● **Exercises to complete**
A – Revise the strict foldl post from "Now, you may" to "of total space.)", changing "Prelude" to "base library".
B – According to the strict foldl post, how long does the program compiled with -O2 take to run, and on what machine?

● **Text**

>>>>>

# Strict foldl

**Manuel M. T. Chakravarty
**
chak@cse.unsw.edu.au

*Fri, 07 Dec 2001 10:34:40 +1100*

"Ch. A. Herrmann" <herrmann@infosun.fmi.uni-passau.de> wrote,
>* which compiler settings do I have to pass to ghc-5.02
*>* in order to achieve that the strictness analyzer
*>* recognizes strictness of (+) in foldl and computes
*>* sum in constant space?
*>*
*>* Prelude> sum [1..10000000]
*>*
*>* had the following effect:
*>*
*>* PID USER PRI NI SIZE RSS SHARE STAT %CPU %MEM TIME COMMAND
*>* 23542 herrmann 20 0 250M 130M 97500 R 66.3 52.4 0:21 ghc-5.02
*
Is this what I think it is? Do you benchmark the
interpreter? Interpreted code isn't optimised. When I
compile
main = print $ sum [1..10000000]
with -O2, it takes 13s on a 600MHz P3 and runs in 1.5MB of
space.
Now, you may think that `sum' should have been compiled
optimised in the Prelude and you just call this optimised
version from the interpreter. However, this reasoning is
flawed for a number of reasons (one being that you won't
make use of specialised versions of Prelude functions in
this way).
>* Of course, one could define a strict foldl oneself:
*>*
*>* > sfoldl f e [] = e
*>* > sfoldl f e (x:xs) = (sfoldl f $! (f e x)) xs
*>*
*>* ( > sfoldl (+) 0 [1..10000000]
*>* returns 50000005000000 in about a minute interpreted
*>* using 18MB of total space.)

<<<<<

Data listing
>>>>>

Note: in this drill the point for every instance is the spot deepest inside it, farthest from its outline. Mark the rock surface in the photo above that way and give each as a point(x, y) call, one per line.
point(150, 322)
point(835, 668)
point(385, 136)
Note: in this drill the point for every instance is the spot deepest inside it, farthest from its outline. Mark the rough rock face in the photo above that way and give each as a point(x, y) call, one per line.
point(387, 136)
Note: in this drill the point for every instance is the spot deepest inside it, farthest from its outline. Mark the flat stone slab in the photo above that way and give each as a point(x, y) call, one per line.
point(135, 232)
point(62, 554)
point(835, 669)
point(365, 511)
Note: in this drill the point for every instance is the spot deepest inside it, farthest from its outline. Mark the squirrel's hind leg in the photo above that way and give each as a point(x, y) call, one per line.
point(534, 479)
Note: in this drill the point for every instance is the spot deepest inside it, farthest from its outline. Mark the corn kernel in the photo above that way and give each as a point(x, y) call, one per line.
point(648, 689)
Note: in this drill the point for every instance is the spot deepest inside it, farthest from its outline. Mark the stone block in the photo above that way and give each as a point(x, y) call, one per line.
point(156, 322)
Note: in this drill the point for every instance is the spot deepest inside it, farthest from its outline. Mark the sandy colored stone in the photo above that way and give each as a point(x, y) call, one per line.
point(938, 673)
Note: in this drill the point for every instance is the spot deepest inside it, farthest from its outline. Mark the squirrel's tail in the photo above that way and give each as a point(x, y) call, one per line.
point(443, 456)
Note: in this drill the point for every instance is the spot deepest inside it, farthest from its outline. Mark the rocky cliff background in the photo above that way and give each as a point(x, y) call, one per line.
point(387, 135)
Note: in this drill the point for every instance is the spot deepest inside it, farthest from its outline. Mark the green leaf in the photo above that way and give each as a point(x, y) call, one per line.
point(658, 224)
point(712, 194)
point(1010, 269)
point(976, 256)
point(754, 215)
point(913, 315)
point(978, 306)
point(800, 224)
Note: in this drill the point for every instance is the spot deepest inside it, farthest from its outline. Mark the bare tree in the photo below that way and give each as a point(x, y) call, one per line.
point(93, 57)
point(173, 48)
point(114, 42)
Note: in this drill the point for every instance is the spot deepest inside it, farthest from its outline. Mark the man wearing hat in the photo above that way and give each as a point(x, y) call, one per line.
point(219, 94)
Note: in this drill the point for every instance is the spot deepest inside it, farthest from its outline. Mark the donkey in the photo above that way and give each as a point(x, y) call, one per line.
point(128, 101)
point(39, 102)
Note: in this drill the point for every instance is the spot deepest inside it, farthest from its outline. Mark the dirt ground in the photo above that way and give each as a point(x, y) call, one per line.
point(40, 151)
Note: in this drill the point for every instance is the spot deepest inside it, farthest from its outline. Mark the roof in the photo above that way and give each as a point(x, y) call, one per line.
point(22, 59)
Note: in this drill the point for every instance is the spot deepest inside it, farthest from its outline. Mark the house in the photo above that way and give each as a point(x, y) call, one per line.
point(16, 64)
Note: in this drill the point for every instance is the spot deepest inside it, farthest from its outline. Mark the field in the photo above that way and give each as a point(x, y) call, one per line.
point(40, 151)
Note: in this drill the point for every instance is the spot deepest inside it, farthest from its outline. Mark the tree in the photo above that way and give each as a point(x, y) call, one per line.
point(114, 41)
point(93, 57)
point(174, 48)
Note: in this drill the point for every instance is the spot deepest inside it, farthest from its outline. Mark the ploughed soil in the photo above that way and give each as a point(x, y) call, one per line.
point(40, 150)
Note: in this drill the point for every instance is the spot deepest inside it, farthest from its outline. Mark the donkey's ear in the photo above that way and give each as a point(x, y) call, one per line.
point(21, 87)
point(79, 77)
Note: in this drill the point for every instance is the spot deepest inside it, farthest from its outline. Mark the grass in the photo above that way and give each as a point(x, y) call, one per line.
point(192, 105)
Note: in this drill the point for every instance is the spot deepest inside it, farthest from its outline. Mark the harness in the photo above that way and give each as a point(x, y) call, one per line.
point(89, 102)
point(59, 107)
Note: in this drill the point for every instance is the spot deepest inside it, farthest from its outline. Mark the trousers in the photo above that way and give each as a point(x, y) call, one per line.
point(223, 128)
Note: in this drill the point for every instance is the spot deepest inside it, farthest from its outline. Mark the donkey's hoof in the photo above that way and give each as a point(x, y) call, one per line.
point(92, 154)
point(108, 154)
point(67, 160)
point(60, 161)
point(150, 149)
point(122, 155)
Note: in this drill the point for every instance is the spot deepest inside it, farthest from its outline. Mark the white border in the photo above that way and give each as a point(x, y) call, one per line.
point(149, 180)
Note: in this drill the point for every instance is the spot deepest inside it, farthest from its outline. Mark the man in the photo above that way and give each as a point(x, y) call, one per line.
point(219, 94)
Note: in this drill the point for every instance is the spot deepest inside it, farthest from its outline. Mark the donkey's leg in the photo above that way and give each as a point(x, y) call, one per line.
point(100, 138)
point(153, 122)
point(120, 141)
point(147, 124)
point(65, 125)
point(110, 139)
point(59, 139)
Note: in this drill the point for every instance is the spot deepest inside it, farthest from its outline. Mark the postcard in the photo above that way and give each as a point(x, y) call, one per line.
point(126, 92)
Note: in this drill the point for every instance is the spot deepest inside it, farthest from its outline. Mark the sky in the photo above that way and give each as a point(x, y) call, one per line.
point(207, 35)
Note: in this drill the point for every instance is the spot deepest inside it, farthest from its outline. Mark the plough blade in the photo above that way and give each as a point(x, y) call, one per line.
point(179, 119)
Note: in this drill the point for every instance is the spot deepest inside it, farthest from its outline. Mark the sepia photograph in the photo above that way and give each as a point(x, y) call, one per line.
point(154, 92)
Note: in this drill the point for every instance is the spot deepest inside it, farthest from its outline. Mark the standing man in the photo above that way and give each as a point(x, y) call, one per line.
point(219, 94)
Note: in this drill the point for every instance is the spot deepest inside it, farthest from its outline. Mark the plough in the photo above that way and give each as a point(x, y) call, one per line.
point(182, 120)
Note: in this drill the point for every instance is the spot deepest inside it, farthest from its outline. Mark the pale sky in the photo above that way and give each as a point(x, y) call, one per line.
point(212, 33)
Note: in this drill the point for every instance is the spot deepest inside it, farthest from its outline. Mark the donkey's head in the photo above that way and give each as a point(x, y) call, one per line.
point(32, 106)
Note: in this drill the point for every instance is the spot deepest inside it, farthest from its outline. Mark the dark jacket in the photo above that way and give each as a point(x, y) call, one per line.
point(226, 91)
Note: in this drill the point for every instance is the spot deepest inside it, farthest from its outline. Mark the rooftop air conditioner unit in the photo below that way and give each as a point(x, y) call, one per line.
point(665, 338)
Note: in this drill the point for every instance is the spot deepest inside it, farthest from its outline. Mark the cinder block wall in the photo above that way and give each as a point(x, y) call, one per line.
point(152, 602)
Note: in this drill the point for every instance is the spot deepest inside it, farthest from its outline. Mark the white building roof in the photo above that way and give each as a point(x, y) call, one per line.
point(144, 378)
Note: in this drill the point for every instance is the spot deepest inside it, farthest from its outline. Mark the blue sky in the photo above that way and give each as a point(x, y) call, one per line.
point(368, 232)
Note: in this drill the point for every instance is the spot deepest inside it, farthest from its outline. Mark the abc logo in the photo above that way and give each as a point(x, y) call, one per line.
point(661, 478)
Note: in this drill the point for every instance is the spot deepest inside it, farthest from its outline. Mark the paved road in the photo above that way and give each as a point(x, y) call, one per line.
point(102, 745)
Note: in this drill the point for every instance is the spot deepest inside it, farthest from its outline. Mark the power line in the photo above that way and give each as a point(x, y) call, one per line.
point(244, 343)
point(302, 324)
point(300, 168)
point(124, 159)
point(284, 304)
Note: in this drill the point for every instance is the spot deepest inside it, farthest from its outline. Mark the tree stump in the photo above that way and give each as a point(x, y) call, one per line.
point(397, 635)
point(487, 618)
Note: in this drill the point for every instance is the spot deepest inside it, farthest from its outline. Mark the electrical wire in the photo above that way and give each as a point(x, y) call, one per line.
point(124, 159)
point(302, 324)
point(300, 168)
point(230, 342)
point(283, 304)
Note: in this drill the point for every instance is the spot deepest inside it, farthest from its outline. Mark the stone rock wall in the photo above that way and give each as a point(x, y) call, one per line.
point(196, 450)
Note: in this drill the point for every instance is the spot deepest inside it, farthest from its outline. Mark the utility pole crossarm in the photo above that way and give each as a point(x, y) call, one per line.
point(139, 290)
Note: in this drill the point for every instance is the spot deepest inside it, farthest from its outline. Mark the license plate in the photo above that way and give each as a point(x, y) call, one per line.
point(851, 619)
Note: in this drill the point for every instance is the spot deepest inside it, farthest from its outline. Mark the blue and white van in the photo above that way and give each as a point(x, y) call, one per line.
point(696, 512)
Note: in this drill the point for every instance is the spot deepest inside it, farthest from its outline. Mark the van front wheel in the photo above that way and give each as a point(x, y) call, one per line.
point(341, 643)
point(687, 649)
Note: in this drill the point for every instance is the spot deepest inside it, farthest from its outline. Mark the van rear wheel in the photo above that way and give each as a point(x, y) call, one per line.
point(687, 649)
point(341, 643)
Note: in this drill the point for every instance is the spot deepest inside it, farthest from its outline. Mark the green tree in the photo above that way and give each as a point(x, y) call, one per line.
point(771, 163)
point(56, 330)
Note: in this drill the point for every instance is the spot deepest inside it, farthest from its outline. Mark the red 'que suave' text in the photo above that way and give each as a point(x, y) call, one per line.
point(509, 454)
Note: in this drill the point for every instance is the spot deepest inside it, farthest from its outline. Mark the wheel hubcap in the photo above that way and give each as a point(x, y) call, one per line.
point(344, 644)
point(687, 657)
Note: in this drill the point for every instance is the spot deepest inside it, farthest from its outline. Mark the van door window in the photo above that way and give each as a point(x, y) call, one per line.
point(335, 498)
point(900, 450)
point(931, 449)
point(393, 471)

<<<<<
>>>>>

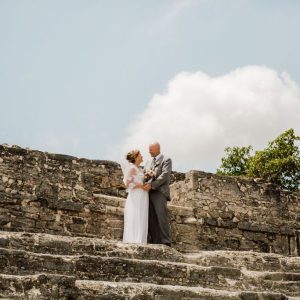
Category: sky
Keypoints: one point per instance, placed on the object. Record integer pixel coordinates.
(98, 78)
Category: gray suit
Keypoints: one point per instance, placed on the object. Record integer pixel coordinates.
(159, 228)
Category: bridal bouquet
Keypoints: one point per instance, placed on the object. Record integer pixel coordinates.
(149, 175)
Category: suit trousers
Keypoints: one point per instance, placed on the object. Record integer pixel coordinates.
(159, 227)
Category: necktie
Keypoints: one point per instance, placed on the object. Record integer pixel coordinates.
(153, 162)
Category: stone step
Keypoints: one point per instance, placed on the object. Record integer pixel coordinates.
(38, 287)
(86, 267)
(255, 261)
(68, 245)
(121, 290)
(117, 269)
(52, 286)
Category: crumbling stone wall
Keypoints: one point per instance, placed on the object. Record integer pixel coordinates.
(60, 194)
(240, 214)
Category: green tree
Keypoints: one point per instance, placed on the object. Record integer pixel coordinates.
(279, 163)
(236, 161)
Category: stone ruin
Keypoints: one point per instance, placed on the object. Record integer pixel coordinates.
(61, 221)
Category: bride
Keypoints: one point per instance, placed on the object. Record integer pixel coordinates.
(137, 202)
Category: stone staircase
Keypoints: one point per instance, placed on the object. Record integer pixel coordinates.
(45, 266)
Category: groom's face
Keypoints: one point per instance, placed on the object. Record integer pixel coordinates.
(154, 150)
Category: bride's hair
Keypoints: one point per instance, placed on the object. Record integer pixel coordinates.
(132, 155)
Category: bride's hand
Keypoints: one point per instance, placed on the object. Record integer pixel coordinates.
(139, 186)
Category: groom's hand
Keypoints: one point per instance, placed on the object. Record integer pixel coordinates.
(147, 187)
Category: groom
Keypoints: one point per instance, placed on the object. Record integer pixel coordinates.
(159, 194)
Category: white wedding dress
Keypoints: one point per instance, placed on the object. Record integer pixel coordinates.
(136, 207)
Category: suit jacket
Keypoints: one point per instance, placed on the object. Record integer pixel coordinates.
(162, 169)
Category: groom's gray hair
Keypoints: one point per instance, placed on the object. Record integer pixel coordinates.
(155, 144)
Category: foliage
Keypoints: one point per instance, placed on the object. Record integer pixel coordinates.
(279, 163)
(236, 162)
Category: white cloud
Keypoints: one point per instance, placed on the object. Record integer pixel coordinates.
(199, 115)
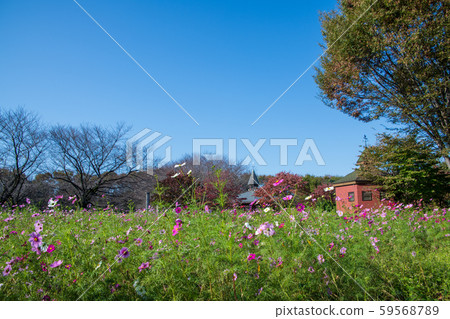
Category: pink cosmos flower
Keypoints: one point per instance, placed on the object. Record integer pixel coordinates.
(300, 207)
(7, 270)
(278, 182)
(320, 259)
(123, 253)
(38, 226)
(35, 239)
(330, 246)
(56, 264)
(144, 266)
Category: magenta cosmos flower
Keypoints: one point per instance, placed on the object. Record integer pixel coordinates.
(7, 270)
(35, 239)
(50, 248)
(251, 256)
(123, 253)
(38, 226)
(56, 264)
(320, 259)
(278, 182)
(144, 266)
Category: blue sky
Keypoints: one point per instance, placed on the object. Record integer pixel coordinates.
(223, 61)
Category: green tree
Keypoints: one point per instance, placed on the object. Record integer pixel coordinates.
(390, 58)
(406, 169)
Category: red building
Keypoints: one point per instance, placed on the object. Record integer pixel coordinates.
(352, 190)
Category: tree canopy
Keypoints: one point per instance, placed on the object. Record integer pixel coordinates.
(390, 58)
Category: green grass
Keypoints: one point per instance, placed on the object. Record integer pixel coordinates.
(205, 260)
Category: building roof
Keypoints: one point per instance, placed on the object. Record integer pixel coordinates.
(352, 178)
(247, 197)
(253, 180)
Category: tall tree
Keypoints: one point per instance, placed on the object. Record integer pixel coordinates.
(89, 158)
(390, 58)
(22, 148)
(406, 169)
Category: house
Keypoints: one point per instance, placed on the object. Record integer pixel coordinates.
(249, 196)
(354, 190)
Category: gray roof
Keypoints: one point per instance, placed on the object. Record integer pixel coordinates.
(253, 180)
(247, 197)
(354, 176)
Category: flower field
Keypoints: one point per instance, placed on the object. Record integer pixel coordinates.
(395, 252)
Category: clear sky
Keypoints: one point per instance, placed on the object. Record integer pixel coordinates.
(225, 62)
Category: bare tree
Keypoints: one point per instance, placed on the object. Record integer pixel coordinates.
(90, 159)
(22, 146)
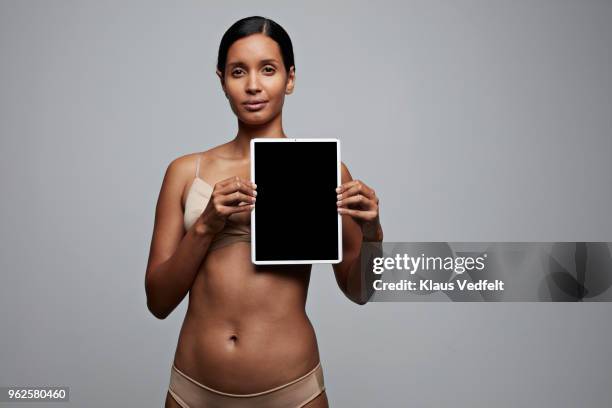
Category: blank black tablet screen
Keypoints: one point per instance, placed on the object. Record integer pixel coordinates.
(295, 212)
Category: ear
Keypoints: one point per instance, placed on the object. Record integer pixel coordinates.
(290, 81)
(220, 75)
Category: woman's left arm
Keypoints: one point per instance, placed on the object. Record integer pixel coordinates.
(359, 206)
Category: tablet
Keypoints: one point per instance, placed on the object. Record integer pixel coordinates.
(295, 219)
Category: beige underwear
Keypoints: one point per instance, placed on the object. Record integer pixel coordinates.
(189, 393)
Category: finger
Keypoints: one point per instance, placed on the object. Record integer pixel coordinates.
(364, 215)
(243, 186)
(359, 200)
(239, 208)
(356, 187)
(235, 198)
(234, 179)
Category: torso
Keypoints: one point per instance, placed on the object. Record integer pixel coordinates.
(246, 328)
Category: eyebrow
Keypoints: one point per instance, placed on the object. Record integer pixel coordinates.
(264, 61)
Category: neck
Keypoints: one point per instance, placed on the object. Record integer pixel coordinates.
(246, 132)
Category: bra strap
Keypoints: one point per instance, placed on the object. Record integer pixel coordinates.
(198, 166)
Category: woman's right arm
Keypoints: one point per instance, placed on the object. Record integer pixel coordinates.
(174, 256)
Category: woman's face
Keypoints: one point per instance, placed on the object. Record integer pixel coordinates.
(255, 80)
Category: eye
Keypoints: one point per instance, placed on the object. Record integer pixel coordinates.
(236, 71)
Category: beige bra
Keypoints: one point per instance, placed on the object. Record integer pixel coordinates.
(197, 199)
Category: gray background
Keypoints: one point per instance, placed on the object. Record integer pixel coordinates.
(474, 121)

<<<<<

● **Solutions per task**
A –
Now, you may think that `sum' should have been compiled
optimised in the base library and you just call this optimised
version from the interpreter. However, this reasoning is
flawed for a number of reasons (one being that you won't
make use of specialised versions of base library functions in
this way).
>* Of course, one could define a strict foldl oneself:
*>*
*>* > sfoldl f e [] = e
*>* > sfoldl f e (x:xs) = (sfoldl f $! (f e x)) xs
*>*
*>* ( > sfoldl (+) 0 [1..10000000]
*>* returns 50000005000000 in about a minute interpreted
*>* using 18MB of total space.)

B – 13 seconds on a 600MHz P3.